» **Selected excerpt**:

[Start of section]

Why Obama wants healthcare bill by August -- think 2010 elections
The White House drumbeat is unrelenting: President Obama wants comprehensive healthcare reform -- with a public option -- on his desk before Congress leaves town for its summer recess Aug. 7.
"Don't bet against us. We are going to make this thing happen," Obama said this week during a Rose Garden appearance with his new surgeon general, Dr. Regina Benjamin.
Just back from a weeklong trip to Russia, Italy and Africa, the president said he did not want Congress to think he'd forgotten the issue. "I just want to put everybody on notice, because there was a lot of chatter during the week that I was gone," Obama said. "Inaction is not an option."
Republican critics have been quick to question why the rush, especially on a bill that could end up costing taxpayers $1.5 trillion over the next 10 years. And one of the doubters is Maine Republican Olympia J. Snowe, a moderate invited to the White House today in hopes Obama can sway her to support the plan.
"I don’t know why there’s this insistence on getting it done yesterday," Snowe told reporters last night. "If you use President Johnson’s model on Medicare, for example, it took a year and a half, for good reason.”
So why is the White House rushing? In part, it's a calculus that Obama's still-high approval ratings are likely to soften as his term lengthens. So, use your political chits while you have them.
But another compelling reason is that the 2010 elections loom. Already, Blue Dog Democrats -- those moderates from Southern and rural parts of the country -- are balking at supporting a bill they say costs too much and saves too little. As Democrats in other swing districts get closer to reelection campaigns, they too could have qualms about backing a bill that will mandate that every American get health insurance and will pay for it with sizable tax increases on the wealthiest of their constituents.
"Very soon we'll be in the gravitational pull of the midterm elections, and it seems clear that Republicans . . . will run on tax cuts, deficit reduction and a much more scaled-down and privatized healthcare plan," former Clinton Labor Secretary Robert Reich told the Washington Post recently. "If the public begins to lose patience by election day, Democrats could have some real problems. And those problems of course could possibly extend through 2012."

[End of section]

» **Excerpted records**:
[Start of section]

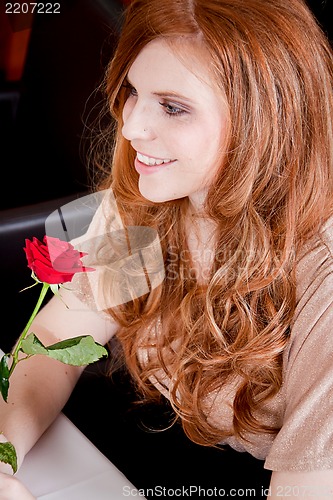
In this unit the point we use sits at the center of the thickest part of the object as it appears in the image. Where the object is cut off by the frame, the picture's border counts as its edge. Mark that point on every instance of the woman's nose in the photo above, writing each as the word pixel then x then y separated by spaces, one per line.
pixel 138 122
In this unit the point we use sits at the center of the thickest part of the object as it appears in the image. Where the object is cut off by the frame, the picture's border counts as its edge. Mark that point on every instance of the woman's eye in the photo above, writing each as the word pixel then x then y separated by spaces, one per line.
pixel 130 90
pixel 172 110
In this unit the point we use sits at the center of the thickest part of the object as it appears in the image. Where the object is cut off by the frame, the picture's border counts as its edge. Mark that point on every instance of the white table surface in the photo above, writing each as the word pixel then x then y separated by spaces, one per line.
pixel 65 465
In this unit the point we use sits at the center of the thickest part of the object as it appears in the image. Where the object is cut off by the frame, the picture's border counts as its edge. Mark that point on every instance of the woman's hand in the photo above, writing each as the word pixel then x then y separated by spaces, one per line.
pixel 12 489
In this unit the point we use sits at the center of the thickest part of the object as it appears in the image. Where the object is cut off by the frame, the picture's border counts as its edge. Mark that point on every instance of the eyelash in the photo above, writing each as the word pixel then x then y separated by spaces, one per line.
pixel 170 110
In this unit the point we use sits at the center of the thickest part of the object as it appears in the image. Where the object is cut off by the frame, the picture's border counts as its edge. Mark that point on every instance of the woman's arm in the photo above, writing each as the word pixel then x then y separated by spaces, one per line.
pixel 40 386
pixel 313 485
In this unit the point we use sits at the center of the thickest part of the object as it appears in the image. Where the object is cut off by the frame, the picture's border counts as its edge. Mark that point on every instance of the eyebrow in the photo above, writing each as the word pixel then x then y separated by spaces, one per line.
pixel 166 94
pixel 173 95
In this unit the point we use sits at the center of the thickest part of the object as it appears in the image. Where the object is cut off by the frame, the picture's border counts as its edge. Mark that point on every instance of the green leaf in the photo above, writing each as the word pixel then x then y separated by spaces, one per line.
pixel 77 351
pixel 8 455
pixel 4 377
pixel 32 345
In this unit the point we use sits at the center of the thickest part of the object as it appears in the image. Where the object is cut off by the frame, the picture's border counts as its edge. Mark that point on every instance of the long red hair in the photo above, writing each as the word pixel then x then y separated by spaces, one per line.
pixel 273 65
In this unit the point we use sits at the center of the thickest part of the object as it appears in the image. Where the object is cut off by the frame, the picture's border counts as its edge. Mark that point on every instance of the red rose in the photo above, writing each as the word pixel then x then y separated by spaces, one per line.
pixel 54 261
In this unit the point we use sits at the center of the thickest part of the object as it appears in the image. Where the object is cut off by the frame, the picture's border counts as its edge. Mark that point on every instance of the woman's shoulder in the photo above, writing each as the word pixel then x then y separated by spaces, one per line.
pixel 315 260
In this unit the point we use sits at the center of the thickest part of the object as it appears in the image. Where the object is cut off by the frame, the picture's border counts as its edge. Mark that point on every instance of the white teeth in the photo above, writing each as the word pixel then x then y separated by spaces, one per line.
pixel 147 160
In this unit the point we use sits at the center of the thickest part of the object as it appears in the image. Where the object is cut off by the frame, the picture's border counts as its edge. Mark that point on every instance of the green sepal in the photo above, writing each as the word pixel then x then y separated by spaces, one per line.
pixel 76 351
pixel 4 377
pixel 8 455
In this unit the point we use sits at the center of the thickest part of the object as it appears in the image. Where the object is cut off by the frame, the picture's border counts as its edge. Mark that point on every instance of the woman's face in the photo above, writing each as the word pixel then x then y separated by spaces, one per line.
pixel 176 122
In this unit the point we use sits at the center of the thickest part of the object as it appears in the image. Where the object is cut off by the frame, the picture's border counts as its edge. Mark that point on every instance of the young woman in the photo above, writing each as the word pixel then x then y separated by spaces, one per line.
pixel 224 146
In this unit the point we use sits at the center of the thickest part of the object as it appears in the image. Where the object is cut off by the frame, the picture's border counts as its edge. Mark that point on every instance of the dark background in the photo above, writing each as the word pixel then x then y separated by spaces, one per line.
pixel 44 107
pixel 42 114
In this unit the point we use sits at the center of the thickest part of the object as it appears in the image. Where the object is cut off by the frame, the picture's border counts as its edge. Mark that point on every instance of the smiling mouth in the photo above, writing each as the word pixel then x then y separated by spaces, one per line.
pixel 151 162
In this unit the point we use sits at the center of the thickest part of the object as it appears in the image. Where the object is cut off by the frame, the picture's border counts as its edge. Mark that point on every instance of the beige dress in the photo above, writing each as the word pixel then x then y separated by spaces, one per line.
pixel 303 408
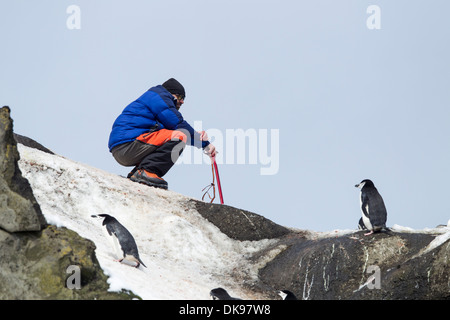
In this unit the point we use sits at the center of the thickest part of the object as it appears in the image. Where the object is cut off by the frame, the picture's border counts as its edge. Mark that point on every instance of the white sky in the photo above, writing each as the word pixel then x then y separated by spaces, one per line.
pixel 349 103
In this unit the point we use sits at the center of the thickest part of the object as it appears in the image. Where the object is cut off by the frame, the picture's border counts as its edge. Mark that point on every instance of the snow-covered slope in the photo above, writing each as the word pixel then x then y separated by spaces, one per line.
pixel 186 256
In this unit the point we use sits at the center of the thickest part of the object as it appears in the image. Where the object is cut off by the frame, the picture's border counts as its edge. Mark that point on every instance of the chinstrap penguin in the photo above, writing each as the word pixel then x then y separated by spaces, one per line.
pixel 286 295
pixel 221 294
pixel 121 236
pixel 361 225
pixel 374 212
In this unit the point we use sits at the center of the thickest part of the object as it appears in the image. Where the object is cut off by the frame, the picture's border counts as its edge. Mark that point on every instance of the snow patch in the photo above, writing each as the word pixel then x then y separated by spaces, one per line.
pixel 186 256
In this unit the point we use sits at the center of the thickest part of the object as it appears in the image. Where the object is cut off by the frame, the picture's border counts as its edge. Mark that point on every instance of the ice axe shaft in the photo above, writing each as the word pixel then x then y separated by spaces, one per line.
pixel 218 180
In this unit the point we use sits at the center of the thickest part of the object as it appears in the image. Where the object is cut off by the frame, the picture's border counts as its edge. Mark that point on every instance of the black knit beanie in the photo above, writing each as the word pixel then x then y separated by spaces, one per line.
pixel 174 87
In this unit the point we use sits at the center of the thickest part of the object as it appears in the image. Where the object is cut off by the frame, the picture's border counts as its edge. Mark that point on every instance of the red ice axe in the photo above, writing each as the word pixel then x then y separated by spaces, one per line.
pixel 215 172
pixel 218 180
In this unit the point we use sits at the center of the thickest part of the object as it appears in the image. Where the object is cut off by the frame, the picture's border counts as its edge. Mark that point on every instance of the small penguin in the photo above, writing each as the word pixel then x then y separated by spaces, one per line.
pixel 361 225
pixel 221 294
pixel 286 295
pixel 123 237
pixel 374 212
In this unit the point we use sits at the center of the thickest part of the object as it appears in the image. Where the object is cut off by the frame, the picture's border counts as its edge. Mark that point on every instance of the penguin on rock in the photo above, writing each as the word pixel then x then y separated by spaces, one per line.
pixel 122 239
pixel 374 214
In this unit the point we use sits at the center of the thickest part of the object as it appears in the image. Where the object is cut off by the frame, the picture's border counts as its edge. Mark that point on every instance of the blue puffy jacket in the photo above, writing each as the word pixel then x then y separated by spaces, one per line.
pixel 154 110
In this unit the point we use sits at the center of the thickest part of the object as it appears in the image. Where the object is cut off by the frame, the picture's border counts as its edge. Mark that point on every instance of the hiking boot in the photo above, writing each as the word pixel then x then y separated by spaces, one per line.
pixel 148 178
pixel 132 172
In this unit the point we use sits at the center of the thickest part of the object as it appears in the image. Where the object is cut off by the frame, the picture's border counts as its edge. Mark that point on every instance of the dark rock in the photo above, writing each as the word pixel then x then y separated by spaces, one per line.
pixel 239 224
pixel 19 210
pixel 34 256
pixel 342 267
pixel 35 265
pixel 28 142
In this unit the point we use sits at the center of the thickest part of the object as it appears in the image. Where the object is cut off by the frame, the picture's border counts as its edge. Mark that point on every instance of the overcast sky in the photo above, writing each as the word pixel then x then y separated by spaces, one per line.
pixel 326 93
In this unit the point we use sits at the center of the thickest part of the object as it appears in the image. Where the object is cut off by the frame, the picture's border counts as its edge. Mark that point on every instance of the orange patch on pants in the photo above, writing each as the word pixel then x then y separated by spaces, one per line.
pixel 158 138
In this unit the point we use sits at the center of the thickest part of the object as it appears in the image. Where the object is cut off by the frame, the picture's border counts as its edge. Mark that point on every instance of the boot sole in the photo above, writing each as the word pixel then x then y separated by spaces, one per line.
pixel 149 183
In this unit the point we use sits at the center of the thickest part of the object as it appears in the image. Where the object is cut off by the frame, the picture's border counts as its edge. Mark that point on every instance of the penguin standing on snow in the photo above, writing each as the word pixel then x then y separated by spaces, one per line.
pixel 221 294
pixel 374 212
pixel 123 237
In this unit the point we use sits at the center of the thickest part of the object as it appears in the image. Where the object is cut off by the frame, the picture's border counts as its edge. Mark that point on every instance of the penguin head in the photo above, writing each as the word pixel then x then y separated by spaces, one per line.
pixel 107 218
pixel 365 183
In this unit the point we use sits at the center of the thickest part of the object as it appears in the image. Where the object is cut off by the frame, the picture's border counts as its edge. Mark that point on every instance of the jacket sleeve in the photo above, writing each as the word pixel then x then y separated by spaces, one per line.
pixel 172 119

[End of section]

» **Exercise 1**: In the article on Obama's healthcare bill, swap "summer recess" for "August break" and give the passage again from "Why Obama wants" up to and including "Dr. Regina Benjamin.".
» **Exercise 2**:
Answer these questions from the article on Obama's healthcare bill.
(a) What places did the president visit on his weeklong trip?
(b) How much could the bill cost taxpayers over the next 10 years?
(c) Whose Medicare model did Snowe point to, and how long did it take?
The data can be left aside; nothing here depends on it.

» **Answer section 1**:
Why Obama wants healthcare bill by August -- think 2010 elections
The White House drumbeat is unrelenting: President Obama wants comprehensive healthcare reform -- with a public option -- on his desk before Congress leaves town for its August break Aug. 7.
"Don't bet against us. We are going to make this thing happen," Obama said this week during a Rose Garden appearance with his new surgeon general, Dr. Regina Benjamin.

» **Answer section 2**:
(a) Russia, Italy and Africa
(b) $1.5 trillion
(c) President Johnson's; it took a year and a half